In the material below, from the line containing "Identify the wooden window" up to and including the line containing "Identify the shirt", write out every line again with "annotate" changed to "mark" and nothing else altered. Leave the pictures out of your answer.

Data extract:
----

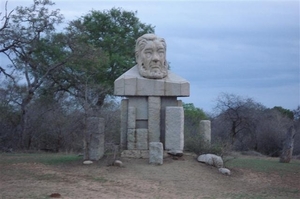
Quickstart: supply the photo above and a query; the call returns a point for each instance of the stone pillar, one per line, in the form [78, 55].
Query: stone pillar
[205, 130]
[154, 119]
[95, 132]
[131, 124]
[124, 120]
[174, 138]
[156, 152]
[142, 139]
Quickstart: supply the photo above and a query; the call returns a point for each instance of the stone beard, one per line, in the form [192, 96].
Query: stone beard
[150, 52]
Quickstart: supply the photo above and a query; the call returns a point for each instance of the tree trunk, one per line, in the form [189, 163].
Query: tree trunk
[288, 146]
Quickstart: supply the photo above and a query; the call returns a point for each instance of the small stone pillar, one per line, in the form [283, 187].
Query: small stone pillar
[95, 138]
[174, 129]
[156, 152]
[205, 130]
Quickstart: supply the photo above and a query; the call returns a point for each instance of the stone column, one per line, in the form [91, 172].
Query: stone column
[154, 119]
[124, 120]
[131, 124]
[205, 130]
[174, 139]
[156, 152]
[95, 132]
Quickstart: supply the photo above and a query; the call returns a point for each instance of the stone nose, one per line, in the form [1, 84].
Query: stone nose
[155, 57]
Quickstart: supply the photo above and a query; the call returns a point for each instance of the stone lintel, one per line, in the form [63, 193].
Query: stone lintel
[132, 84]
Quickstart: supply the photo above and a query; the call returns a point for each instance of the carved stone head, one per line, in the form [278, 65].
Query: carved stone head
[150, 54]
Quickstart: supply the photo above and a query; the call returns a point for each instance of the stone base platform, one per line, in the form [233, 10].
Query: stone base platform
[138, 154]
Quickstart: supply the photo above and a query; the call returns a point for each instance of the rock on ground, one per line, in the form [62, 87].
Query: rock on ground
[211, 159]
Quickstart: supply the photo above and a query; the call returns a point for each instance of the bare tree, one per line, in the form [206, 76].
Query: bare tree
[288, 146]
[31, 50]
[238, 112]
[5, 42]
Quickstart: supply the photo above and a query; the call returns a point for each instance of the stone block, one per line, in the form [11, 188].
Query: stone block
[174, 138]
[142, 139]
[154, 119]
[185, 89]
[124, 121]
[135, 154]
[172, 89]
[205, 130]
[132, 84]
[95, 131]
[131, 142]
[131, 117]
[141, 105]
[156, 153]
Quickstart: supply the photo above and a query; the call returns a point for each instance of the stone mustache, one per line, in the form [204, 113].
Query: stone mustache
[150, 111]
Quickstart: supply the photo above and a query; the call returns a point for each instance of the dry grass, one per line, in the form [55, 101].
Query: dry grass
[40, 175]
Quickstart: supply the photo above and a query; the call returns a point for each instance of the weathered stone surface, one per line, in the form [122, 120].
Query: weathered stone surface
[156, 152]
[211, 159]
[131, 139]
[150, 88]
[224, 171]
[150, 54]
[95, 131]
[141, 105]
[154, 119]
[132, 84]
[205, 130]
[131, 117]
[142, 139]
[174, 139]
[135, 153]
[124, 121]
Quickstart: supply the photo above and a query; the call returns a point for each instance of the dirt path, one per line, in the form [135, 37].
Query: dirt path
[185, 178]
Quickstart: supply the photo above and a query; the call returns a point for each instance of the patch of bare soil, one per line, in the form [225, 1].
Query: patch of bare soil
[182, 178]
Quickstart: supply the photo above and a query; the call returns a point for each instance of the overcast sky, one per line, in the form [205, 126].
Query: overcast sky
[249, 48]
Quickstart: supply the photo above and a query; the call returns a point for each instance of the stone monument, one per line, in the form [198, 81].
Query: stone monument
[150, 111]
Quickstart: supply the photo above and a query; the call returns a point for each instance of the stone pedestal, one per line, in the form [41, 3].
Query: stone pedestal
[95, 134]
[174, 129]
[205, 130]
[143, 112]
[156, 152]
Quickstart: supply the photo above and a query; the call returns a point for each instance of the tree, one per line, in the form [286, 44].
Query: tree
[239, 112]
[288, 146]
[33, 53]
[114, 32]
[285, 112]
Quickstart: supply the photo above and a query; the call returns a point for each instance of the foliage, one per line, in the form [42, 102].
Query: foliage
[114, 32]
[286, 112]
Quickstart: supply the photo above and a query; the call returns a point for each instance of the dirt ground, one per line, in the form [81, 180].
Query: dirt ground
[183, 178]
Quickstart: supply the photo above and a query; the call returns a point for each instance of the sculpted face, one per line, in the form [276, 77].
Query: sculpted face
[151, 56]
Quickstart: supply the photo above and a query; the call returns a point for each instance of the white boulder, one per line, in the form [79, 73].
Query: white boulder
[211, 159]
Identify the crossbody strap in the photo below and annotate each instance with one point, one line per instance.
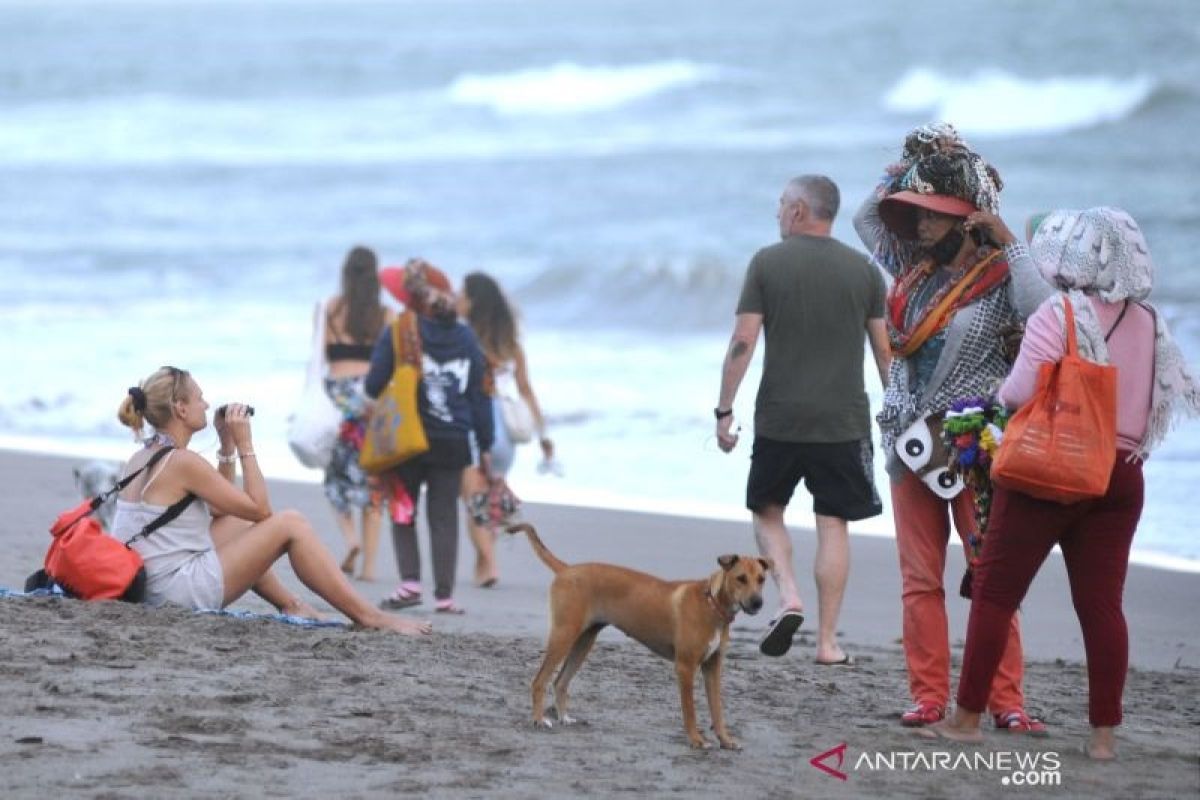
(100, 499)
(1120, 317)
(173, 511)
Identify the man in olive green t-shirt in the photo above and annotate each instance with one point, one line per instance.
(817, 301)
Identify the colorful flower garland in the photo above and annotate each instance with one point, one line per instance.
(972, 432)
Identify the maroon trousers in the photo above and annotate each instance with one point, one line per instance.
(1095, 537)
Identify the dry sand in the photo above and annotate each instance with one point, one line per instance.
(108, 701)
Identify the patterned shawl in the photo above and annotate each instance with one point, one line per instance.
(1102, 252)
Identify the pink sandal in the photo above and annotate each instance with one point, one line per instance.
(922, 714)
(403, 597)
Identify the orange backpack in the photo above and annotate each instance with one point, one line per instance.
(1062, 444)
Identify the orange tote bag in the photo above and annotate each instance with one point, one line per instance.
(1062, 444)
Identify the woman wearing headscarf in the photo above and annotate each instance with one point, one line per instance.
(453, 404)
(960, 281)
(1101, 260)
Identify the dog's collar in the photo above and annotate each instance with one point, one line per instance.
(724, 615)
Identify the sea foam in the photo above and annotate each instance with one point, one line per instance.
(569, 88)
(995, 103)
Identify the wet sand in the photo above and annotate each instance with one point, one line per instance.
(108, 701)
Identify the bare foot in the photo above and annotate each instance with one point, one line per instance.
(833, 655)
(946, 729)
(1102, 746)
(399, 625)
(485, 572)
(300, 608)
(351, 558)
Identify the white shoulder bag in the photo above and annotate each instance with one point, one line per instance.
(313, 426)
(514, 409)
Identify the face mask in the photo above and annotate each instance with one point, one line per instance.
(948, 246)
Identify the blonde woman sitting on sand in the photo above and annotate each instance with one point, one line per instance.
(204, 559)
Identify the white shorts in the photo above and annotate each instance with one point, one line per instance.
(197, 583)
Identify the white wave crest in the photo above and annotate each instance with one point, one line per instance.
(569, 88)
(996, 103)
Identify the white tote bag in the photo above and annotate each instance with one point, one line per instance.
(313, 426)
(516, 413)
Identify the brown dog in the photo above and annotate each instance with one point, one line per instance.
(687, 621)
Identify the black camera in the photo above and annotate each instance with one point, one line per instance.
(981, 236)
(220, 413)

----

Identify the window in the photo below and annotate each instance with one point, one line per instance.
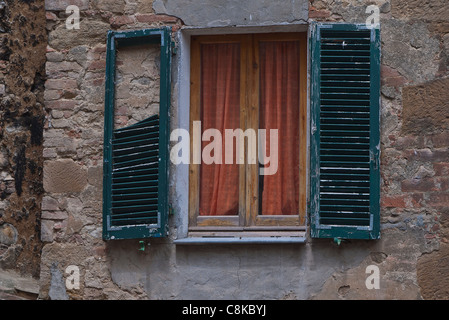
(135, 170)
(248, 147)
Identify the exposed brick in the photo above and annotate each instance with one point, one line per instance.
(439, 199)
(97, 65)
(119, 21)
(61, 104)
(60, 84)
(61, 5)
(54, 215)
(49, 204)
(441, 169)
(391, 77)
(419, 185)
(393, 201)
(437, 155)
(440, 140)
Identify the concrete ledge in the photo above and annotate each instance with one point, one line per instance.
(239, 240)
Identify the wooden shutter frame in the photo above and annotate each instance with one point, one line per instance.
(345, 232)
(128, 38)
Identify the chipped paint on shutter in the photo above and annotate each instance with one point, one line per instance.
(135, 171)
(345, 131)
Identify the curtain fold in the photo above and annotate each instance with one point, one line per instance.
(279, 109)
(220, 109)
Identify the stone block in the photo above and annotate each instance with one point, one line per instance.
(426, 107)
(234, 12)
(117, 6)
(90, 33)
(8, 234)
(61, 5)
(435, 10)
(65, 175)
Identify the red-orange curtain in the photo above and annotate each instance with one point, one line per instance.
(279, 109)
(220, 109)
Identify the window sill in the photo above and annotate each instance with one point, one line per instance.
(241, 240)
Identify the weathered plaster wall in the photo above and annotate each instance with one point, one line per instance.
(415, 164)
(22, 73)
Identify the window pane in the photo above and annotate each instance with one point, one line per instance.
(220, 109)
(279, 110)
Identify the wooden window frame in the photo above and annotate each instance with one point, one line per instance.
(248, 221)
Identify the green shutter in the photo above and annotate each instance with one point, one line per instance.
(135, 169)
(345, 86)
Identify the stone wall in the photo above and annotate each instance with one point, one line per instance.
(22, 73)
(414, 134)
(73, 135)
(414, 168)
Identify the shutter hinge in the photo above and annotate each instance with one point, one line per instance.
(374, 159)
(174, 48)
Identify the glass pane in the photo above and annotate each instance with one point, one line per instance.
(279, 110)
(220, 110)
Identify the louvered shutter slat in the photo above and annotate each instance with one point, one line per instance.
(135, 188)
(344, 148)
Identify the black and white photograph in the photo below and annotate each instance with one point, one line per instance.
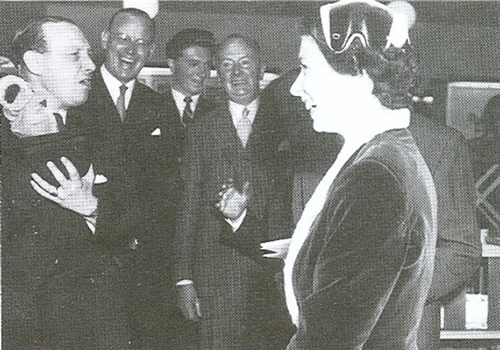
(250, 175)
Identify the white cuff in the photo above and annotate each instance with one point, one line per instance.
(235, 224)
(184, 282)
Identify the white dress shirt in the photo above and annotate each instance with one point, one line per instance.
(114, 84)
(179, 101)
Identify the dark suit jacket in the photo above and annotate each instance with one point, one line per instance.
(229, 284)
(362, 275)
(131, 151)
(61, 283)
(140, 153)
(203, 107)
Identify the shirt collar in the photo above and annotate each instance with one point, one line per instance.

----

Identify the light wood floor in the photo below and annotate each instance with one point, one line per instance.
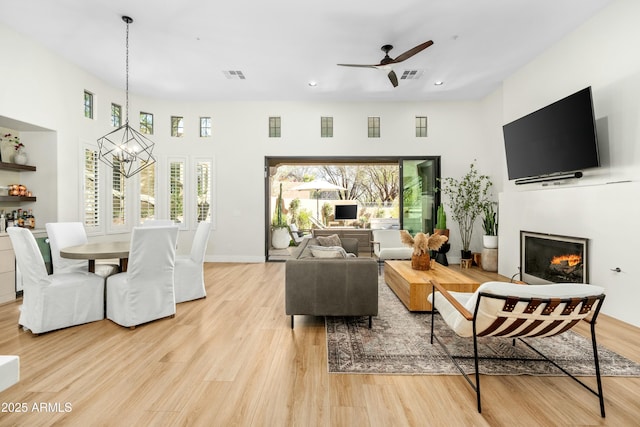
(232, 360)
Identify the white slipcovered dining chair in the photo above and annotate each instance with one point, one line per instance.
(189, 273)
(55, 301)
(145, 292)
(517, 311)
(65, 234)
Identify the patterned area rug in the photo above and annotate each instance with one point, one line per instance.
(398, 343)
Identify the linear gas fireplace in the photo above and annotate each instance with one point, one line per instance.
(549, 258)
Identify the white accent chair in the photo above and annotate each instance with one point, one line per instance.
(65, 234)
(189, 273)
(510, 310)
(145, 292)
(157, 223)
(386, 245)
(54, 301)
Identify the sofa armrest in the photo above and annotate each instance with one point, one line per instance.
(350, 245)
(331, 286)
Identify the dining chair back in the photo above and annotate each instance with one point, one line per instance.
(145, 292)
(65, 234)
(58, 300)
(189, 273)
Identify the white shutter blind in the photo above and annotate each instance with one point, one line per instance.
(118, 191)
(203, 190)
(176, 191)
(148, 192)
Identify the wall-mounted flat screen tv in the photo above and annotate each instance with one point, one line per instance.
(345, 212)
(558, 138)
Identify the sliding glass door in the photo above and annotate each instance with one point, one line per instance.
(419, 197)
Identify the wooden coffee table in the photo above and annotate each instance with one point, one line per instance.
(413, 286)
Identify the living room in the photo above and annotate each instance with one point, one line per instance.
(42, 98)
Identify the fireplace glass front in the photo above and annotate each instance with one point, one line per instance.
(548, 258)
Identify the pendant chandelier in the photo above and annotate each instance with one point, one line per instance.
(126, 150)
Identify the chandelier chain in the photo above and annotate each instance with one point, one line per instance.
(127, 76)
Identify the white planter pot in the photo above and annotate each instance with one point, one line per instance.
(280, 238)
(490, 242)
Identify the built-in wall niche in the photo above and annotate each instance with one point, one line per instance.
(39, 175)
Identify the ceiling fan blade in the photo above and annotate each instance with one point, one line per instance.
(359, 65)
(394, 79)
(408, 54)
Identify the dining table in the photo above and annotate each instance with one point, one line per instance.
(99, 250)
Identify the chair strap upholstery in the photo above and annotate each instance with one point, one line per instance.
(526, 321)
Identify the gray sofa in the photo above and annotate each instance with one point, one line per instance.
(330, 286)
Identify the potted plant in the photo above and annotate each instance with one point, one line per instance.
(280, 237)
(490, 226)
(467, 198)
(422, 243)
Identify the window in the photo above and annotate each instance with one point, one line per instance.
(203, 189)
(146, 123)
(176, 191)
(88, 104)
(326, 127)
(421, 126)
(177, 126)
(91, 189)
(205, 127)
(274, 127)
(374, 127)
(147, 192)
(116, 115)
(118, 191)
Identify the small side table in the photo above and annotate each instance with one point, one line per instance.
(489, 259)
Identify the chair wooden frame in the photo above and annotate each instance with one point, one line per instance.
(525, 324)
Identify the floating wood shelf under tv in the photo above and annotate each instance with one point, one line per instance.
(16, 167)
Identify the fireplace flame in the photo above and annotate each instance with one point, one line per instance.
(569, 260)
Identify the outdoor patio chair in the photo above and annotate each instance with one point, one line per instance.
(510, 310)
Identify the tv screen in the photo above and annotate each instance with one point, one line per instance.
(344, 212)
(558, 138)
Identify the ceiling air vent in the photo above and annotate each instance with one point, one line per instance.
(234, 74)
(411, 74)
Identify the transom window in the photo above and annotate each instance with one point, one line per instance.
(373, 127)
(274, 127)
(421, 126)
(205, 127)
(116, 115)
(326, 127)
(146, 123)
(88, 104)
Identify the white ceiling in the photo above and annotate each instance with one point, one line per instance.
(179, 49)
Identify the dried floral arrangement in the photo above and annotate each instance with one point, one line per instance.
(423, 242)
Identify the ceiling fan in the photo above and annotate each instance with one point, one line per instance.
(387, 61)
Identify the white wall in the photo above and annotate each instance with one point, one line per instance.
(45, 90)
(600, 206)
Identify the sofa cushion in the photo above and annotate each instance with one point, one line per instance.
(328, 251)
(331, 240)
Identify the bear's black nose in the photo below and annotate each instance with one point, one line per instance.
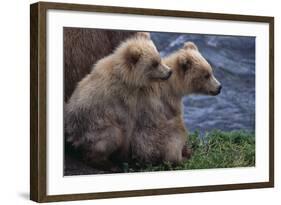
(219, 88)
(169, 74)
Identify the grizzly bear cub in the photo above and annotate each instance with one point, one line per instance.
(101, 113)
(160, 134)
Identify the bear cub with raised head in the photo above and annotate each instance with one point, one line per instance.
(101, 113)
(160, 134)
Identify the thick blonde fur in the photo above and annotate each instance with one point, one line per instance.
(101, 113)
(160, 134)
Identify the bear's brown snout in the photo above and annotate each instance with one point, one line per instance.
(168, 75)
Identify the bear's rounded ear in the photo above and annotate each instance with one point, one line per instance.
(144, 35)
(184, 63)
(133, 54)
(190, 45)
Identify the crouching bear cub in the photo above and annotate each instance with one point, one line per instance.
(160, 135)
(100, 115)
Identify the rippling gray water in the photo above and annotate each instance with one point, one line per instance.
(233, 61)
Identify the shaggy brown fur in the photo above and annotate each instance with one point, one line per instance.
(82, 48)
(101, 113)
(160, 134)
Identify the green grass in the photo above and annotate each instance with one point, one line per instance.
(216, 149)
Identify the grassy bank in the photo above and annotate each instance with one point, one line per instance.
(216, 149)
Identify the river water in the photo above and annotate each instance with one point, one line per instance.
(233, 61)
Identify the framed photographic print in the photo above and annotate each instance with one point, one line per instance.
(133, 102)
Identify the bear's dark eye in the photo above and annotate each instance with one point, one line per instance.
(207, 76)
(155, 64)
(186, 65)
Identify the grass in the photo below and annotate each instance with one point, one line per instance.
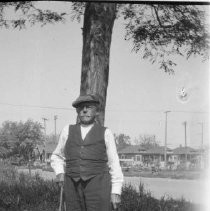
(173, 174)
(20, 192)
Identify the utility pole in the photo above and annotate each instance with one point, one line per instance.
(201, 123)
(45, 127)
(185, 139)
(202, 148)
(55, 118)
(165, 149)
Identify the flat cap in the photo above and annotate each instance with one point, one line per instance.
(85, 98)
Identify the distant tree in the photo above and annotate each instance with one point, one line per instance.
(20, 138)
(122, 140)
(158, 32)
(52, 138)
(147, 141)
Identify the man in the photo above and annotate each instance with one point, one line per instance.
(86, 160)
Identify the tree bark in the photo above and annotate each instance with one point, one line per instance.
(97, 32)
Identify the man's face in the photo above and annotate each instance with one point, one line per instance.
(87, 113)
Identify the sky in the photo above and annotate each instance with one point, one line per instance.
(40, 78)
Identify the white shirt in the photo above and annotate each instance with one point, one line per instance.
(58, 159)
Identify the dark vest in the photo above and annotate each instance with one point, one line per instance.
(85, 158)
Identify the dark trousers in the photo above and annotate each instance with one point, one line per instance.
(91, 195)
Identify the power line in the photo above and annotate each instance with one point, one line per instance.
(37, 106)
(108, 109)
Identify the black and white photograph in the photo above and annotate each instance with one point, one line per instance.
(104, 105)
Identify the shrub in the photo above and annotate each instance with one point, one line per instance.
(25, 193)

----

Response to the task:
Identify the wooden window frame in the photo above and mark each instance with one point, one line per instance.
(248, 221)
Identify the green shutter in the photo above and mark each instance with one point, one line per instance.
(135, 169)
(345, 86)
Identify the stone wall in the photo above and mark each instance with one point, one line per instance.
(22, 73)
(414, 134)
(73, 135)
(414, 168)
Identify the shutter hinge in the photo above and mark each instance with one point, one line per instance.
(374, 159)
(174, 48)
Identify the glass pane in the photo above and mark each instance with one point, one line per instance.
(279, 110)
(220, 110)
Identify the louvered shutter slat in the photo above and mark each instance with one point, one line per instance.
(135, 188)
(344, 148)
Identify the black and white photograph in the photo below and mark each instance with one point, one line per instance.
(250, 175)
Identify the white cuff in the photo above and mark each instance with one point, one line per instance.
(235, 224)
(184, 282)
Identify the white dress shirt in the photo above and mark each instance with one point, one line per instance.
(114, 84)
(179, 101)
Identify the dark suit jacket in the photo above and mark each instance with one point, one line per instance.
(229, 284)
(362, 275)
(131, 151)
(61, 283)
(140, 153)
(203, 107)
Identify the shirt collar in the photo above and mark each instance with one point, one line per instance.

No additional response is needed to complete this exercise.